WHAT TO WORK ON:
Copy out the listing in full, exactly as written, but not its pictures.

RAW DATA:
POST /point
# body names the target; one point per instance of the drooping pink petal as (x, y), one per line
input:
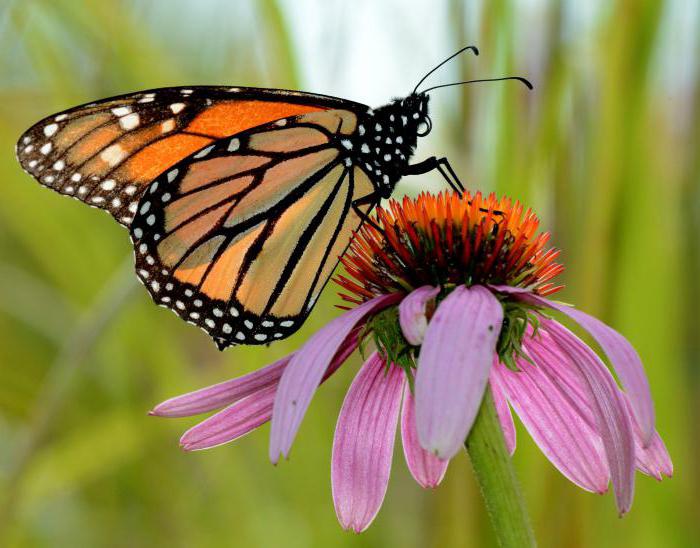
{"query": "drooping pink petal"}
(453, 367)
(426, 468)
(562, 435)
(233, 422)
(608, 406)
(505, 417)
(364, 443)
(221, 394)
(621, 353)
(247, 414)
(412, 313)
(653, 460)
(306, 369)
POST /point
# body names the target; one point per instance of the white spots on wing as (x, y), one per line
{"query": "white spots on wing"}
(112, 155)
(121, 111)
(177, 107)
(50, 129)
(130, 121)
(108, 184)
(202, 153)
(167, 126)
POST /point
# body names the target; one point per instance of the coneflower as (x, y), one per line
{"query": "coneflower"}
(447, 296)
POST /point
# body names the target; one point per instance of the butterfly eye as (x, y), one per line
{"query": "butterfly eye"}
(424, 127)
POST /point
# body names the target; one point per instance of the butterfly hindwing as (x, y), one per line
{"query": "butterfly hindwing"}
(106, 153)
(241, 236)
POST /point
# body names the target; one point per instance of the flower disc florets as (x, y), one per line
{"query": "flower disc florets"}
(447, 240)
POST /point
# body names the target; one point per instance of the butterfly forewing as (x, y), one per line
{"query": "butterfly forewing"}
(241, 236)
(106, 153)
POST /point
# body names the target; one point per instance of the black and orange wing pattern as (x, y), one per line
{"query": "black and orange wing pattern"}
(240, 237)
(106, 153)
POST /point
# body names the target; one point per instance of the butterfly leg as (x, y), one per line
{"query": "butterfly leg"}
(372, 199)
(442, 165)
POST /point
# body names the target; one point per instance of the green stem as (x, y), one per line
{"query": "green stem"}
(499, 486)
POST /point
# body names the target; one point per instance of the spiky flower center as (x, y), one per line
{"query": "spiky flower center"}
(448, 240)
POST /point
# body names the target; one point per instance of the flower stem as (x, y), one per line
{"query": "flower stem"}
(494, 472)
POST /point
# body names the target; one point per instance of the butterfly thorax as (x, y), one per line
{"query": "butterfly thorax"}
(386, 139)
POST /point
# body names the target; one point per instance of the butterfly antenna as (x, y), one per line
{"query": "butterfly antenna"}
(518, 78)
(465, 48)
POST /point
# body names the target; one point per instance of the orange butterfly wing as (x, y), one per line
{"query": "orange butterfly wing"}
(105, 153)
(241, 237)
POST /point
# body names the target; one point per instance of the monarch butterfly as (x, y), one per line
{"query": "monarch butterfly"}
(239, 201)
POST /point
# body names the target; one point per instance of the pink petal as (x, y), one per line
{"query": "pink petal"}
(562, 435)
(222, 394)
(426, 469)
(653, 460)
(412, 313)
(505, 417)
(608, 406)
(453, 367)
(247, 414)
(305, 371)
(364, 443)
(233, 422)
(622, 354)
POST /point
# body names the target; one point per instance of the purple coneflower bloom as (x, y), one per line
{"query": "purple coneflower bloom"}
(451, 294)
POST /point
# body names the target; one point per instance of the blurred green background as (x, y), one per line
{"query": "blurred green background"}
(605, 148)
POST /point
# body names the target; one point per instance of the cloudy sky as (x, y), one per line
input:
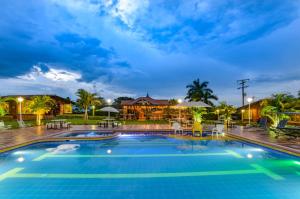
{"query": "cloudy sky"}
(131, 47)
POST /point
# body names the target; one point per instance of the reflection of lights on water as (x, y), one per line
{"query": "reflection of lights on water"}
(20, 159)
(21, 152)
(257, 149)
(124, 135)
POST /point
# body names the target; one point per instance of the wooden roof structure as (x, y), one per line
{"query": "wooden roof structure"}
(145, 101)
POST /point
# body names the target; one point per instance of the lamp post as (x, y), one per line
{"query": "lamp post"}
(249, 100)
(20, 100)
(108, 101)
(243, 115)
(218, 113)
(93, 107)
(179, 101)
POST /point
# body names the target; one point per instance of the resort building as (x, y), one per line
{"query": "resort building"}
(255, 110)
(62, 106)
(145, 108)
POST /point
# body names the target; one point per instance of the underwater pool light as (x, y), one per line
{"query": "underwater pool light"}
(21, 159)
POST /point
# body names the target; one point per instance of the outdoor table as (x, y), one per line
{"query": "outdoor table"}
(60, 122)
(108, 121)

THE RESULT:
POST /point
# body names the target; one point per instance of the drooping pink petal as (x, y), one per line
input:
{"query": "drooping pink petal"}
(453, 367)
(426, 468)
(562, 435)
(233, 422)
(608, 406)
(505, 417)
(364, 443)
(221, 394)
(621, 353)
(247, 414)
(412, 313)
(653, 460)
(306, 369)
POST /point
# body names the target; one point per instance of the white spots on wing as (x, y), one per line
{"query": "white spots on wing"}
(112, 155)
(121, 111)
(177, 107)
(50, 129)
(130, 121)
(108, 184)
(202, 153)
(167, 126)
POST /point
# body names the target; one point per instance of the coneflower as (x, y), one per line
{"query": "coneflower"}
(447, 296)
POST /point
# body names the target; one point per instance of the butterfly eye as (x, y), one per line
{"query": "butterfly eye"}
(424, 127)
POST /point
# body names the target; one point per instance of the butterfly hindwing as (x, y), one per line
{"query": "butterfly hindwing"}
(106, 153)
(241, 236)
POST /point
# body names the target; one point per instance of the flower disc florets as (x, y), one per line
{"query": "flower disc florets"}
(447, 240)
POST /point
# body names the target; one point per instance of the butterfly forewing as (x, y), one per line
{"query": "butterfly forewing"}
(241, 236)
(106, 153)
POST /point
# body names the target; one point per instance of the black and orange wing pattern as (x, y), one per line
{"query": "black and orange wing pattern"}
(240, 237)
(106, 153)
POST /point
# body names the target; one point per instance of the butterfly leg as (x, y), one per line
{"query": "butterfly leg"}
(372, 199)
(442, 165)
POST /point
# body names the target; one point per instance of the green stem as (x, y), one per line
{"query": "green stem"}
(499, 486)
POST /point
# body names the target; one point per instance of the spiky flower center as (x, y), one per line
{"query": "spiky flower center"}
(448, 240)
POST /point
# body names the target; one point per instance of the flower stem as (x, y), one per line
{"query": "flower stem"}
(494, 472)
POST /point
# body names the target; one point per instance of the butterfly thorax as (x, y), one per line
{"query": "butterfly thorax"}
(386, 139)
POST /point
# body names the target; one point per instance of the butterfly antenna as (x, y), one per line
{"query": "butterfly antenna"}
(518, 78)
(465, 48)
POST /point
# body names the target; one point per instance of the orange butterfly wing as (x, y), one per line
{"query": "orange butterfly wing"}
(105, 153)
(241, 237)
POST /point
# body names the target; one point per instance of the monarch butterfly as (x, y), one per line
{"query": "monarch butterfly"}
(239, 201)
POST /point
# body names the target; one point per instance of the pink petal as (x, y), one per line
{"query": "pink petal"}
(562, 435)
(222, 394)
(426, 469)
(653, 460)
(412, 313)
(505, 417)
(608, 406)
(453, 367)
(247, 414)
(305, 371)
(364, 443)
(233, 422)
(622, 354)
POST /point
# body names the target; one point per instance of the purple coneflower bloom as (x, y), one per line
{"query": "purple coneflower bloom"}
(451, 294)
POST /point
# body names the target; one point per instance of the blurred green background as (x, y), one per line
{"query": "blurred green background"}
(605, 148)
POST /point
# body names the target; one point per instance of the cloudy sky as (x, y), one per line
input:
{"query": "cloudy sky"}
(131, 47)
POST /point
# body names the target; one point per instance of the reflection of lights on water as (x, y), one per line
{"query": "reflection of lights on water"}
(20, 159)
(21, 152)
(257, 149)
(124, 135)
POST /point
# body names the target; one point per instance of the wooden roof structure as (x, y), one per line
{"query": "wooden roof structure"}
(145, 101)
POST /point
# body names the target; one point per instance of the lamp post as (x, y), one per line
{"query": "lamp post"}
(249, 100)
(20, 100)
(108, 101)
(243, 115)
(218, 113)
(93, 107)
(179, 101)
POST /point
# body names the target; one point per instance of the resort building as (x, y), one per line
{"query": "resort building"}
(255, 110)
(62, 106)
(145, 108)
POST /point
# body names the target; one point per instance of the underwater pool light as (x, y), one per line
{"query": "underwater pool light"}
(21, 159)
POST /point
# body names the target; one point per instance of the outdoor table as (x, y), one per line
{"query": "outdoor table"}
(60, 122)
(108, 121)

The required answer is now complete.